§ **Do this**: Output the stretch of the listing below, from the line containing "Running a dermatology lesion detector. Mark the shop sign" through the line containing "[68,94,83,125]", as a two-column CSV with headers label_text and boxes. Write one row per "Mark the" line, paired with the bounding-box lines under it, and quote each field, converting line breaks to spaces.
━━━━
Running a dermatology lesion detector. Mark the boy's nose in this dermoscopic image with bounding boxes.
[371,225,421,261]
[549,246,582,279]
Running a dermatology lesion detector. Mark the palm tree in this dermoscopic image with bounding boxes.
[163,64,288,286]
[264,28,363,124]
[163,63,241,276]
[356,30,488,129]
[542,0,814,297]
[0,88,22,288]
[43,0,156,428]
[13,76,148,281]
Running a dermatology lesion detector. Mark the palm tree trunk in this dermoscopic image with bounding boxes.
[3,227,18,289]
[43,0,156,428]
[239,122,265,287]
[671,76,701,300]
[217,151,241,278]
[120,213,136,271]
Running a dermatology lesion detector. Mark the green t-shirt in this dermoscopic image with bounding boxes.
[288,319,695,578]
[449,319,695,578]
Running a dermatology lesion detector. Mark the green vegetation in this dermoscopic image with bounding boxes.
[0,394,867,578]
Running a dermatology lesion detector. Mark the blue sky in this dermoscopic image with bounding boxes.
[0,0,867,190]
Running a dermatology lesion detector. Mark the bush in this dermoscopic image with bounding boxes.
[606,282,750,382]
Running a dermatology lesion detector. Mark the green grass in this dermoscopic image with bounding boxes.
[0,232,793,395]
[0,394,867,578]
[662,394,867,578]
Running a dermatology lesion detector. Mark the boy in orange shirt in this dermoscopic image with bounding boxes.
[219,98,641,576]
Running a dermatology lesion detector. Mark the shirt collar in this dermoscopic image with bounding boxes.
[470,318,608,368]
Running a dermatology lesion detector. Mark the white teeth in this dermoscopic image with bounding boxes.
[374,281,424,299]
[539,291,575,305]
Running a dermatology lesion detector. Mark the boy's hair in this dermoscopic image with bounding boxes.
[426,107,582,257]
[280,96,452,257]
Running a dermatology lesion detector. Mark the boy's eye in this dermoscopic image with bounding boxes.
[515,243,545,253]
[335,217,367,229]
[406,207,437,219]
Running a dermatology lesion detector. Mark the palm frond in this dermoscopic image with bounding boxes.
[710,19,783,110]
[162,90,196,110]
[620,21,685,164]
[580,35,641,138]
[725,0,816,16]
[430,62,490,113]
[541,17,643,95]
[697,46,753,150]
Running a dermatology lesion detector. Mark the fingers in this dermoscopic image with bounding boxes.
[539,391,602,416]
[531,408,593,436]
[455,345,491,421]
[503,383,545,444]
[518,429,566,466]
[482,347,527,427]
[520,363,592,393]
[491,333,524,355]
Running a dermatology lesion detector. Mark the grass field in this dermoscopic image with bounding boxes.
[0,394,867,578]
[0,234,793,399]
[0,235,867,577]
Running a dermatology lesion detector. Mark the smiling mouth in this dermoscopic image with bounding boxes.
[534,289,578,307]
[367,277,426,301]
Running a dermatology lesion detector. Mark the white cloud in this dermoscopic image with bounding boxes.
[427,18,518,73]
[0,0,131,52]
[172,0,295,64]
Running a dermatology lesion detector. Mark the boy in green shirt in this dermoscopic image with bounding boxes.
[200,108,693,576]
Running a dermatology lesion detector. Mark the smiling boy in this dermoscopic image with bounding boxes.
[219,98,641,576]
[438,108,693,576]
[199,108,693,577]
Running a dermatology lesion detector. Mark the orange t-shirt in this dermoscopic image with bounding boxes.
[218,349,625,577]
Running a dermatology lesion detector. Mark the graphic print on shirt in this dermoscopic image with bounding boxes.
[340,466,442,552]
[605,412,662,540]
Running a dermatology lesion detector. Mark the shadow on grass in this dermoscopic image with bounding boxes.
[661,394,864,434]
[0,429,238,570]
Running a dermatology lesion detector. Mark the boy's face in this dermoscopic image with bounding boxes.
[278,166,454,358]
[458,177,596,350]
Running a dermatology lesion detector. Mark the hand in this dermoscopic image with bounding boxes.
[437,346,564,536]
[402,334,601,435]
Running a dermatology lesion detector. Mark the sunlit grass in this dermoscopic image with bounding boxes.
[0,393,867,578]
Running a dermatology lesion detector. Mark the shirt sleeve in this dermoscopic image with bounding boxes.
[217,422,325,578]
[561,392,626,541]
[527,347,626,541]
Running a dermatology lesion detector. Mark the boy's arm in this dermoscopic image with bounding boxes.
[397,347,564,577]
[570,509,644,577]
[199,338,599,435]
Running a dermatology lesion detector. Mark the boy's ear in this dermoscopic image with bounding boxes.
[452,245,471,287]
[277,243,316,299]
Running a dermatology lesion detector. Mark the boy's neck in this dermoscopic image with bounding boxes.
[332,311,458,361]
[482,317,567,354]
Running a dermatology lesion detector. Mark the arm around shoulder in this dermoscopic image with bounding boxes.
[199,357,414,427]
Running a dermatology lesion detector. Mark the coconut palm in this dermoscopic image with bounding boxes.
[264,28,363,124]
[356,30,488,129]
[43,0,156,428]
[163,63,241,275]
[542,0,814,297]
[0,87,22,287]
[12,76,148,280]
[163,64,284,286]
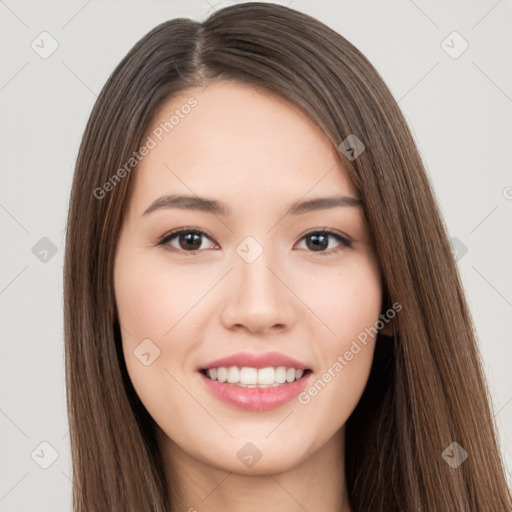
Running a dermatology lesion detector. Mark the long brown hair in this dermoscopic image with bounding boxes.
[64,3,512,512]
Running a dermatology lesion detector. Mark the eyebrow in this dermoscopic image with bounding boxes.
[142,195,361,216]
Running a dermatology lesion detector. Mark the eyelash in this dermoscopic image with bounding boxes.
[157,228,352,256]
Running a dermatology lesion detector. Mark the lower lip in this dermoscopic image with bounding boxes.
[199,372,311,411]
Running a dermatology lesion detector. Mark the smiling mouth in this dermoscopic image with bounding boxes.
[200,366,311,389]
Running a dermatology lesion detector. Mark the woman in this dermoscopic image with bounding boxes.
[64,3,512,512]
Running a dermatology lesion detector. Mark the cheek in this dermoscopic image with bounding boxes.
[299,259,382,420]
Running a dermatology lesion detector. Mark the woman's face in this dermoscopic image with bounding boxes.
[110,82,381,474]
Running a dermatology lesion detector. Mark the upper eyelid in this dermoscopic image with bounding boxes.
[158,226,353,250]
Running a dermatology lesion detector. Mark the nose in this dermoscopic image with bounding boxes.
[221,251,297,335]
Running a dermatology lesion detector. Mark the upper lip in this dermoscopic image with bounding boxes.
[199,352,309,370]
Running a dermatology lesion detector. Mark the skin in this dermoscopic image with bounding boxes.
[112,82,390,512]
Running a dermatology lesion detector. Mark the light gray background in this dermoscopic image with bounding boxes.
[0,0,512,512]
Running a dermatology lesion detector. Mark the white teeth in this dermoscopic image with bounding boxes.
[206,366,304,388]
[217,367,228,382]
[228,366,240,384]
[240,366,258,385]
[258,368,274,384]
[275,366,286,384]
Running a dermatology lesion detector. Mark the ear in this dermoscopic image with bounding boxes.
[379,298,402,337]
[379,317,396,336]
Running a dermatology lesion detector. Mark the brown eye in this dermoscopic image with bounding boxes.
[158,228,216,252]
[301,231,352,254]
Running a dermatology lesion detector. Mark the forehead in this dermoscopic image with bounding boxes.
[133,82,357,211]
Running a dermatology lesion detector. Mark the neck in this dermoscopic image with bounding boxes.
[159,428,351,512]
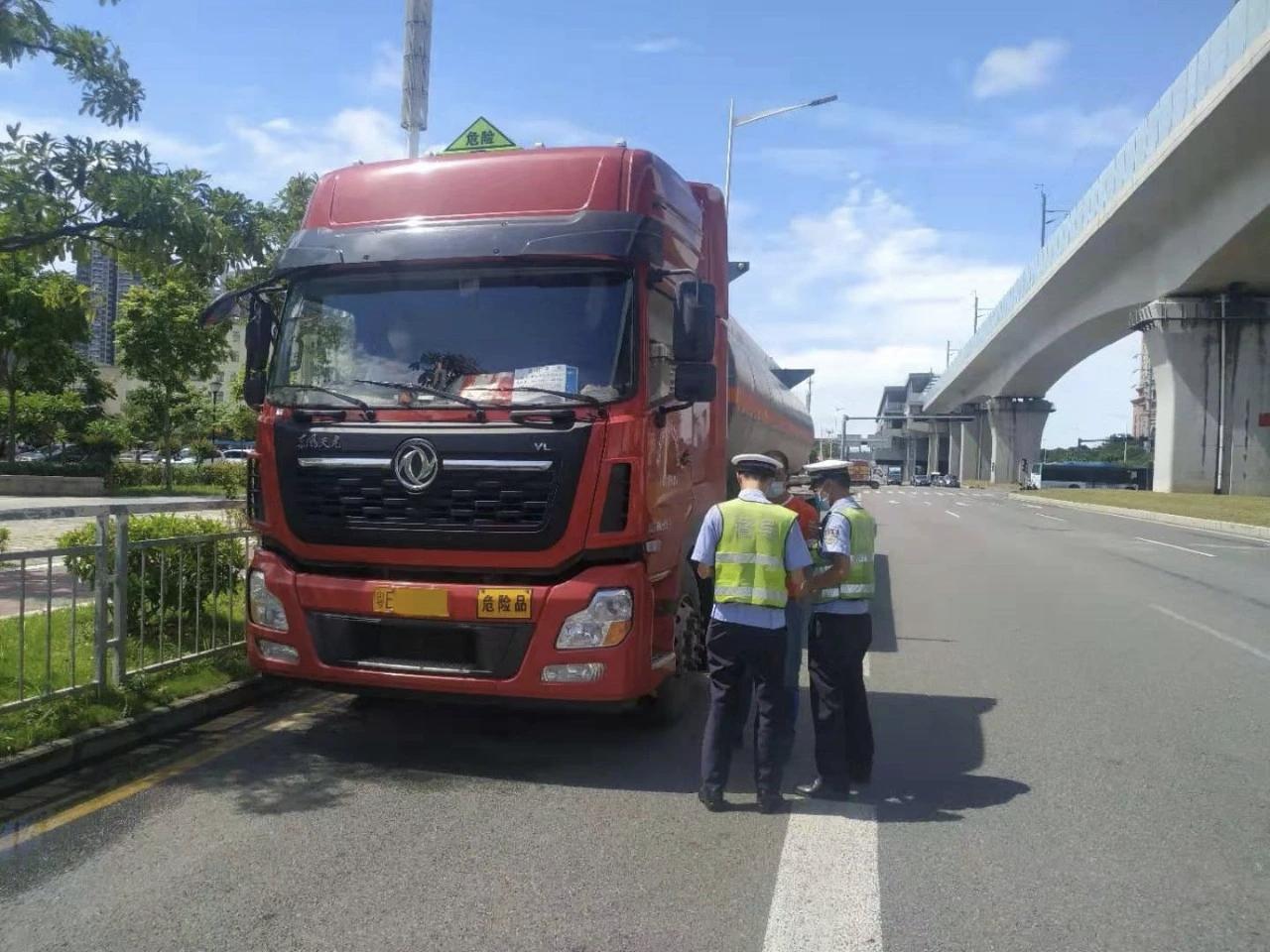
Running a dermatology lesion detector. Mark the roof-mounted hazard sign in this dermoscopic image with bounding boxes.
[444,115,517,153]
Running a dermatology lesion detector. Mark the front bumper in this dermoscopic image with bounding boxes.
[246,551,666,702]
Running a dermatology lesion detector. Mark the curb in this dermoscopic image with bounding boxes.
[0,678,286,797]
[1010,493,1270,542]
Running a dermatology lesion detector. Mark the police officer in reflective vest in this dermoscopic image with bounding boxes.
[693,453,812,813]
[795,459,876,799]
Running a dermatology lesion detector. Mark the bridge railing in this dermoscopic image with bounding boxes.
[0,500,257,711]
[922,0,1270,403]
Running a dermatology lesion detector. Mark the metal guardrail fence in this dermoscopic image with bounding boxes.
[0,500,255,711]
[922,0,1270,403]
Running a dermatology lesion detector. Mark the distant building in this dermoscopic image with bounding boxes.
[75,245,141,367]
[1129,345,1156,445]
[869,373,948,480]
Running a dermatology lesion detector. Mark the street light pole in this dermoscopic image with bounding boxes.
[722,92,838,210]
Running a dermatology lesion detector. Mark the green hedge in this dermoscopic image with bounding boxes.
[105,462,246,498]
[58,513,246,627]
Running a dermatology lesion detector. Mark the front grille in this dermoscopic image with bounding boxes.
[308,612,534,679]
[274,418,594,552]
[296,467,558,532]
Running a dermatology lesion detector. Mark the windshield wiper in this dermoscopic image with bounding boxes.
[280,381,375,420]
[467,387,603,407]
[353,380,485,422]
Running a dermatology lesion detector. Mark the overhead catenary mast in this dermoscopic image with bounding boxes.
[401,0,432,159]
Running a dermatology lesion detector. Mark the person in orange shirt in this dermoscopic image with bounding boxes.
[765,449,821,725]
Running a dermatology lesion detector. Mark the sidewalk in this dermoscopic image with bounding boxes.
[1010,493,1270,542]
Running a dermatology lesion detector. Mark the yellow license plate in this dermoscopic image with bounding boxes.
[476,589,534,618]
[371,585,449,618]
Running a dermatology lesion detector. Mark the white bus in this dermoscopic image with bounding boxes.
[1030,461,1151,489]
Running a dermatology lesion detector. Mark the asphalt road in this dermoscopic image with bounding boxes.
[0,488,1270,952]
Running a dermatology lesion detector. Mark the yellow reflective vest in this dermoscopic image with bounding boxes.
[813,499,877,604]
[715,499,798,608]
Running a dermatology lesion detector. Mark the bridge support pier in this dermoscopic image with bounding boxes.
[1138,296,1270,495]
[988,398,1054,484]
[948,420,961,480]
[953,407,992,480]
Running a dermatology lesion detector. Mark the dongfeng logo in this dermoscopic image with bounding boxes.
[393,439,441,493]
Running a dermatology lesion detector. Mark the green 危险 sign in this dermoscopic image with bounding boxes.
[444,115,518,153]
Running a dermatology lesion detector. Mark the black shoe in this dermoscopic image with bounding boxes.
[758,793,790,815]
[698,787,727,813]
[794,776,851,799]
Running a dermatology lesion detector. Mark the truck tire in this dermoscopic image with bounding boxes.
[636,566,706,727]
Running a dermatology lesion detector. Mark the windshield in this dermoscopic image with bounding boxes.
[271,269,632,407]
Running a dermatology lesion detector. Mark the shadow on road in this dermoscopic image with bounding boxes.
[164,689,1029,822]
[869,552,899,653]
[863,693,1031,822]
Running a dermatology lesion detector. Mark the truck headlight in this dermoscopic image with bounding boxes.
[246,568,287,631]
[557,589,635,649]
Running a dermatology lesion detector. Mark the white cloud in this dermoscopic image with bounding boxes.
[731,181,1019,427]
[630,36,689,54]
[1015,105,1140,151]
[970,40,1068,99]
[219,108,405,198]
[368,44,401,89]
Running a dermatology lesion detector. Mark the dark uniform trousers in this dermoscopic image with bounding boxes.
[807,612,874,787]
[701,618,791,793]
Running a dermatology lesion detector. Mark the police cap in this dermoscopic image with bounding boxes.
[804,459,851,486]
[731,453,781,476]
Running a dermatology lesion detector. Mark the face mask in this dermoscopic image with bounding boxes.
[389,329,410,354]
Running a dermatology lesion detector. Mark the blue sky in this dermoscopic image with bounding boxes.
[0,0,1230,445]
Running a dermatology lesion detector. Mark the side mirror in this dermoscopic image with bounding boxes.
[675,362,718,404]
[242,298,274,410]
[242,371,267,410]
[675,281,716,363]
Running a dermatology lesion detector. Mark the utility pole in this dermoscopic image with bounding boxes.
[401,0,432,159]
[1036,182,1067,248]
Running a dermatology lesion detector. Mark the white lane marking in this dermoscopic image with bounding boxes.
[1152,606,1270,661]
[1134,536,1216,558]
[763,802,883,952]
[1067,503,1270,547]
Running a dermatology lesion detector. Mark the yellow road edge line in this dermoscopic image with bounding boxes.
[0,698,339,853]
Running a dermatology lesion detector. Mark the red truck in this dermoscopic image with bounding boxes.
[207,147,813,710]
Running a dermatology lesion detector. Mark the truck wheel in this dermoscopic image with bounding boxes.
[638,572,706,727]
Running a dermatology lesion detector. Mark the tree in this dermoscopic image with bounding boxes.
[0,264,91,461]
[114,271,228,489]
[0,0,145,126]
[0,0,269,282]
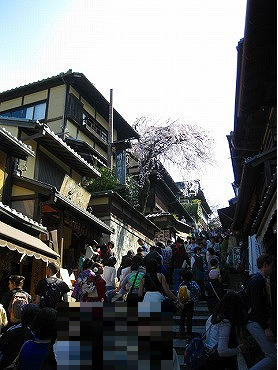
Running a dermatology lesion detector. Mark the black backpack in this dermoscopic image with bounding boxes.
[40,277,63,309]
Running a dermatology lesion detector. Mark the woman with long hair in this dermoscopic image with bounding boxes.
[91,262,107,302]
[138,259,178,303]
[204,292,244,370]
[71,258,95,302]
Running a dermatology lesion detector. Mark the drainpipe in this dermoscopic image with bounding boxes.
[107,89,114,171]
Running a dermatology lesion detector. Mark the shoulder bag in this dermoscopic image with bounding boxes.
[126,271,139,303]
[209,281,220,301]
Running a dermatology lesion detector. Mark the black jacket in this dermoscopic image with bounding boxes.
[247,273,270,329]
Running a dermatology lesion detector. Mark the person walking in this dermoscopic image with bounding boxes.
[190,247,206,301]
[138,259,178,303]
[246,254,277,370]
[35,262,70,308]
[171,243,190,294]
[1,275,32,326]
[102,257,117,302]
[179,270,200,340]
[206,269,225,314]
[202,292,244,370]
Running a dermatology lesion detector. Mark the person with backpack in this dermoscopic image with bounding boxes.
[1,275,32,331]
[246,254,277,370]
[206,269,225,314]
[138,259,178,303]
[0,303,40,370]
[190,247,206,301]
[71,258,96,302]
[178,270,200,340]
[202,292,244,370]
[15,307,57,370]
[35,262,70,308]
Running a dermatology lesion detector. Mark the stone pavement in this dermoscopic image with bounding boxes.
[173,273,251,370]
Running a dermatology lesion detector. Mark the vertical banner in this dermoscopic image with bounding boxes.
[30,257,46,298]
[248,234,263,275]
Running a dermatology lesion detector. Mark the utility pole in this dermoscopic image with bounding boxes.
[107,89,114,171]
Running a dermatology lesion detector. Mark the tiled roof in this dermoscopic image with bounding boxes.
[0,202,47,233]
[0,127,35,157]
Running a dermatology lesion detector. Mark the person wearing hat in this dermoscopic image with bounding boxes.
[206,269,225,313]
[35,261,70,309]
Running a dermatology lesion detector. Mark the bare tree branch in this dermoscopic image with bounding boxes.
[132,116,214,186]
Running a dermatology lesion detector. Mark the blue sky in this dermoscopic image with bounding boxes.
[0,0,246,211]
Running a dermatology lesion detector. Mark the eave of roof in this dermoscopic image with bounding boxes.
[10,176,114,234]
[0,221,59,262]
[91,190,159,230]
[53,192,114,235]
[0,118,100,178]
[233,148,277,230]
[0,127,35,159]
[0,70,139,140]
[65,137,107,167]
[0,202,47,233]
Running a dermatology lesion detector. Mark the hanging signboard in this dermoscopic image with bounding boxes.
[60,175,91,210]
[116,150,126,184]
[248,234,263,275]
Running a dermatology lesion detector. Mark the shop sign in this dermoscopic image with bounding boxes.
[60,175,91,210]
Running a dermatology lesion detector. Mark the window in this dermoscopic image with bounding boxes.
[83,112,108,143]
[0,102,46,121]
[68,94,83,125]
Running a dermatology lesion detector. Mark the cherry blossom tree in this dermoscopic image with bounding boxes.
[132,116,214,187]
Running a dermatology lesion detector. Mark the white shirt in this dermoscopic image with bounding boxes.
[205,316,240,357]
[102,266,116,288]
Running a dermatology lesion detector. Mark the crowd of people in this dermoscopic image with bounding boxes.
[0,237,276,370]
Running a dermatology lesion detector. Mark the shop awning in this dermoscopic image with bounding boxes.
[0,221,59,262]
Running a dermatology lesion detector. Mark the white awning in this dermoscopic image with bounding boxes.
[0,221,59,262]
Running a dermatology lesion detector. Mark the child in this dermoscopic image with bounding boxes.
[102,257,117,302]
[206,269,225,313]
[179,270,200,341]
━━━━
§ **Expected answer**:
label_text,boxes
"Running a dermatology lesion detector. Mark the shop sign in this dermoscopic image with bounding boxes.","[60,175,91,210]"
"Running a dermatology lesion detector. Mark the window in this dermoscopic image with bounding boxes.","[83,112,108,143] [0,102,46,121] [68,94,83,125]"